#### Supplied data ####
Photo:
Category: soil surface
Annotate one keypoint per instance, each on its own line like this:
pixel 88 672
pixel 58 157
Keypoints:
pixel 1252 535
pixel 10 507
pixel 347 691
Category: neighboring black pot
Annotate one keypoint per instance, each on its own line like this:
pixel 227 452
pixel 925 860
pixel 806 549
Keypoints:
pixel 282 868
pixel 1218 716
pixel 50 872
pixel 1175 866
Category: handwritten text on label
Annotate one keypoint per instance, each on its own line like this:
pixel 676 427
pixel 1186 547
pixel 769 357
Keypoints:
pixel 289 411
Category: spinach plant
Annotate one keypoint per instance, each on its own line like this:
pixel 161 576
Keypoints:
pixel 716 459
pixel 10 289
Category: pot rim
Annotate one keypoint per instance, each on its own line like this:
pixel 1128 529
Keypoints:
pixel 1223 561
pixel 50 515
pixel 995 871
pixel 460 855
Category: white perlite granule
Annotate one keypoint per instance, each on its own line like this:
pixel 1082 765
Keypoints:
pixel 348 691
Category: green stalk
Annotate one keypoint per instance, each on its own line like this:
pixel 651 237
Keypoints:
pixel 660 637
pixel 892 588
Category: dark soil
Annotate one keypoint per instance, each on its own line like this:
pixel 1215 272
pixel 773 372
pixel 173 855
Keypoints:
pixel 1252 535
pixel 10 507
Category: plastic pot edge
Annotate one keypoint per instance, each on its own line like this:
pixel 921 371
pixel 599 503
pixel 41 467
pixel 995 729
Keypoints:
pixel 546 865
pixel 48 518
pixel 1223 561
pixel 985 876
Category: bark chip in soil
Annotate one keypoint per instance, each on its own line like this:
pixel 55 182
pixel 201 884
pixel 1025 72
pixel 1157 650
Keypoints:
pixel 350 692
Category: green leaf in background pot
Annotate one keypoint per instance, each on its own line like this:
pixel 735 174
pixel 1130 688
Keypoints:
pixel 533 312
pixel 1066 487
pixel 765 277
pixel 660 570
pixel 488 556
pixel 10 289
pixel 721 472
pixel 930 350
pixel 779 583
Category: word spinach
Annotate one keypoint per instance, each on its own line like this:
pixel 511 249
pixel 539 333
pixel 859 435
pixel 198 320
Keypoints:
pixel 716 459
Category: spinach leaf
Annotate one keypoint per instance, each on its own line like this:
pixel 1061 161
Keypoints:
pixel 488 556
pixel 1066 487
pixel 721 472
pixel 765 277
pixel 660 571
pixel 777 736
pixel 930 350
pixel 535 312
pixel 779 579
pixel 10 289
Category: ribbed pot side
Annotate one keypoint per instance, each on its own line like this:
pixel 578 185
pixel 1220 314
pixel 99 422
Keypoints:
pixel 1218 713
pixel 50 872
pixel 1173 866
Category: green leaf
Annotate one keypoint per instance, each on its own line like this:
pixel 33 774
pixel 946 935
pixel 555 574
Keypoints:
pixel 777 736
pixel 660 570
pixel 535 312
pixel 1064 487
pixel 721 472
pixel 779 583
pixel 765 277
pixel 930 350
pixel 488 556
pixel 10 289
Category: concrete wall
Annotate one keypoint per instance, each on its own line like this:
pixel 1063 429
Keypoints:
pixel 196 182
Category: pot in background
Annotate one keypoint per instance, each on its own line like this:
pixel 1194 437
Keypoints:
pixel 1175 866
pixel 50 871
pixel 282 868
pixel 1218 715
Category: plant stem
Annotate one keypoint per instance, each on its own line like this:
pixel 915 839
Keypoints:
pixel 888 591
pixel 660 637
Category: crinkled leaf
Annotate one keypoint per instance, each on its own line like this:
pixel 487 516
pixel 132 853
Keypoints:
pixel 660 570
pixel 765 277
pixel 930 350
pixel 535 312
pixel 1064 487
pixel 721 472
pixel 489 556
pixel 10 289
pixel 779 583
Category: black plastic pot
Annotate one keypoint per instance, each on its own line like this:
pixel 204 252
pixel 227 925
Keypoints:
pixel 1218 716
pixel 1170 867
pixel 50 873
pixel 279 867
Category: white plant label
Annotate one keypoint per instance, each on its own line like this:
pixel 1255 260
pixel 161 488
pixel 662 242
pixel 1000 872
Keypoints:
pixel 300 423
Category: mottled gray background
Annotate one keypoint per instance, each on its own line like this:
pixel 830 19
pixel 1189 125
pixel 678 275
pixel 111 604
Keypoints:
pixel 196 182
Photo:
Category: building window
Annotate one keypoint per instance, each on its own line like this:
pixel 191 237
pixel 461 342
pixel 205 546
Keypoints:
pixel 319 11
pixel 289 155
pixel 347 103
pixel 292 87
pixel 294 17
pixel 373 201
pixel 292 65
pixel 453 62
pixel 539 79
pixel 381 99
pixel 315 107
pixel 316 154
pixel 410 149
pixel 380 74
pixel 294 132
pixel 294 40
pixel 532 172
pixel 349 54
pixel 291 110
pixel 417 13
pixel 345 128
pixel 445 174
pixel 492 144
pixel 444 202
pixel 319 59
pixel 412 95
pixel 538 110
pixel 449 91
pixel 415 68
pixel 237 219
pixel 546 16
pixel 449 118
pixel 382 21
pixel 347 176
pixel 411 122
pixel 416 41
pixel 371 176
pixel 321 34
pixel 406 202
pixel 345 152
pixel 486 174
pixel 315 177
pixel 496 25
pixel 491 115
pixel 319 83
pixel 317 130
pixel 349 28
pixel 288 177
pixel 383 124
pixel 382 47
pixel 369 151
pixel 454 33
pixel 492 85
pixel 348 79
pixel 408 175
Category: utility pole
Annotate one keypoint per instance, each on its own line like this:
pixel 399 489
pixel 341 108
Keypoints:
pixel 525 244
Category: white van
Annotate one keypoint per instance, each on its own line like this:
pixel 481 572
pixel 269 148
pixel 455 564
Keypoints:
####
## What you need to do
Lines containing the string "background" are the ones to copy from the entries above.

## Final answer
Category: green leaf in background pot
Category: pot in background
Category: mottled gray background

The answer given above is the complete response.